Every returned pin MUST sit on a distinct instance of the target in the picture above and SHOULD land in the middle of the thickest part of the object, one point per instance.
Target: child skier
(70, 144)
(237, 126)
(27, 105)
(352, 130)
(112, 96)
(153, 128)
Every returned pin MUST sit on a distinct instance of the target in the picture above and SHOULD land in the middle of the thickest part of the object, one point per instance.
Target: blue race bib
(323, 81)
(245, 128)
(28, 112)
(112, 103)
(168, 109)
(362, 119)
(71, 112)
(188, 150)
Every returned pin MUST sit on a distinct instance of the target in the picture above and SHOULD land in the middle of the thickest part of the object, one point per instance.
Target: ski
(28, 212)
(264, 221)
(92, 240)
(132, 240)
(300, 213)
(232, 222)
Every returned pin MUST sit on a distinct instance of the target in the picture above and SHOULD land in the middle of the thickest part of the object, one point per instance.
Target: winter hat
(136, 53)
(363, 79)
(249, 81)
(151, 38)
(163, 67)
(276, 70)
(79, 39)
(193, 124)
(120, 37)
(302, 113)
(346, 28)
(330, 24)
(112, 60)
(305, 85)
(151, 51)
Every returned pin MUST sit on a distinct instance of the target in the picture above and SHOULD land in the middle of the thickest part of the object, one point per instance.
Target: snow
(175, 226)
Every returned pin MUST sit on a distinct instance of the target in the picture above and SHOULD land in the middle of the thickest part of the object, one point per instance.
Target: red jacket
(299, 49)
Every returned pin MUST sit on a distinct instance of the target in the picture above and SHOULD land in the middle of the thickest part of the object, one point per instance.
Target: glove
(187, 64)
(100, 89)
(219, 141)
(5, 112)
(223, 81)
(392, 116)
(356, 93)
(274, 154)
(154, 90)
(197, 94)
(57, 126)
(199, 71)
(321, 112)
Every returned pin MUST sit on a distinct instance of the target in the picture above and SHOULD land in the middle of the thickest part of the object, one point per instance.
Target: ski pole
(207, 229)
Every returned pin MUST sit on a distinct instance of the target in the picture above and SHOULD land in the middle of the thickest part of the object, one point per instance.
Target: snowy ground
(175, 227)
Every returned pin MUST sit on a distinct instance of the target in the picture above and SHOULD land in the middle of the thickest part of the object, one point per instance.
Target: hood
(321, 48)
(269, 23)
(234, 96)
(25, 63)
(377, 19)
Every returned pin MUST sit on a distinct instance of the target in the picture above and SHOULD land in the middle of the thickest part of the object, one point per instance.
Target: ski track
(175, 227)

- [Exercise brief]: Would you please repeat the entire listing above exactly?

- [The answer]:
Every returned pin MUST sit on a distinct instance of the target in the picture above and SHOULD land in the middle of the thickest part of the object, one point per instance.
Target: child skier
(70, 144)
(237, 126)
(27, 105)
(352, 130)
(112, 96)
(153, 128)
Every returned pin MUST sit on a distinct instance of the target in the picture above and SHOULD land in the middle of the thickest part of the object, one point per instance.
Target: blue race bib
(323, 81)
(245, 128)
(28, 112)
(112, 103)
(168, 109)
(362, 119)
(71, 112)
(188, 150)
Every returned pin MUST sit on a distinct instance of the target in the picture above and SHOULD land in the middle of the thickest part of the object, one point per instance.
Target: ski
(28, 212)
(264, 221)
(92, 240)
(132, 240)
(300, 213)
(232, 222)
Every returned pin MUST sit on a distinct instance of the target in the picture above and SHOULD land in the middle of the thickest part of the object, one point per instance.
Target: winter hat
(136, 53)
(363, 79)
(249, 81)
(151, 38)
(163, 67)
(276, 70)
(79, 39)
(193, 124)
(120, 37)
(302, 113)
(346, 28)
(330, 24)
(112, 60)
(305, 85)
(151, 51)
Every returned pin MUST sit on a distinct instance of the target in the picture above and SHOULD land in the middle of the thickest part of the object, one point per instance.
Target: snow
(175, 226)
Every returned pin MUST sit on a distinct instance of the target in the picture above and SHOULD land in the middle of the thickest part of the object, one point per instance.
Target: red jacket
(299, 49)
Every returned pin MUST sit on a distinct instance of the target in the picture above and SHOULD land in the middle of the thickest part of the object, one point per instance.
Target: glove
(187, 64)
(100, 89)
(219, 141)
(5, 112)
(223, 81)
(392, 116)
(356, 93)
(274, 154)
(154, 90)
(197, 94)
(57, 126)
(199, 71)
(321, 112)
Every returned pin MUST sit on a distinct instance of the target in the picture above and SHOULD land in the middle of the thickest part of the object, one point per instance.
Target: ski pole
(207, 229)
Every returned pin MUST sit on a distinct instance of the target in the picture above and SHOULD land in the middle of the thickest part of the object, one point per instance.
Target: snowy ground
(175, 227)
Every returned pin MUST sit on a distinct instance of the target in the picture above and SHOULD land in the middle of the thickest part of the object, one point per instance.
Target: hood
(321, 48)
(269, 23)
(234, 96)
(25, 63)
(377, 19)
Every returned pin MUST sit on a distinct instance of the target in the picture above and SHOULD land in the middle of the thickest part of the object, one point per instance.
Target: ski track
(175, 227)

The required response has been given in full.